WRITTEN PROBLEM ->
Return the entries below verbatim, from their first line up to and including the line containing "[(262, 60)]".

(Dataset excerpts on pointing at objects)
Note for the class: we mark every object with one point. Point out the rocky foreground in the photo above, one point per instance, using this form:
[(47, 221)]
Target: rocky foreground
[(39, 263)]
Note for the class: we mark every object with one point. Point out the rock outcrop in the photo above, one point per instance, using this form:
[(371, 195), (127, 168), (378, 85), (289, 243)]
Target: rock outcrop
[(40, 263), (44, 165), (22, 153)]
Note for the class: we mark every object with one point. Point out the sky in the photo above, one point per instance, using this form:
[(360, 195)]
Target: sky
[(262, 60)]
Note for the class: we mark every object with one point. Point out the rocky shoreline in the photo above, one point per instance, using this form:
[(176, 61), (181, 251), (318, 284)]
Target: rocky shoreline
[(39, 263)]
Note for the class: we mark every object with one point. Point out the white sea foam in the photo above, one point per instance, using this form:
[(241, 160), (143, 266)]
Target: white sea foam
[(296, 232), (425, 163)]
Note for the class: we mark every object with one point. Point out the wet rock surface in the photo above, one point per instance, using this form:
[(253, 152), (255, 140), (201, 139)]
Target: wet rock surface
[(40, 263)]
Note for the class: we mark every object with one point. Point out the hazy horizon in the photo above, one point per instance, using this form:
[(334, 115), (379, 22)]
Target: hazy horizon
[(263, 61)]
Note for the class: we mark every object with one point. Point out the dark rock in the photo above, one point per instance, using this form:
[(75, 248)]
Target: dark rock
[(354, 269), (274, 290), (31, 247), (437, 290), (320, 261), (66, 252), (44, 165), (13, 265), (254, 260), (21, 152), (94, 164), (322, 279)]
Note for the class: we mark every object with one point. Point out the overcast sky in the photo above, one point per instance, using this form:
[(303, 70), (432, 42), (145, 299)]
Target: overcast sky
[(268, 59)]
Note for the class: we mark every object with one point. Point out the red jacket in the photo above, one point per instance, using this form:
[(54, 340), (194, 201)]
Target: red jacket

ANSWER TO THIS PROBLEM ->
Note for the class: we mark every object with one point. Point out the rocky foreground in the photo above, one point per instance, using this form:
[(47, 221)]
Target: rocky foreground
[(39, 263)]
Note for the class: we mark every object with one point. Point out the rock outcrop in the photo above, one point per instance, using this form:
[(371, 195), (127, 168), (378, 85), (289, 243)]
Target: rock outcrop
[(40, 263), (44, 165), (22, 153)]
Note for the class: we mark every object with one point. Point out the sky in the photo above, one point per instance, using this form:
[(360, 195)]
Target: sky
[(262, 60)]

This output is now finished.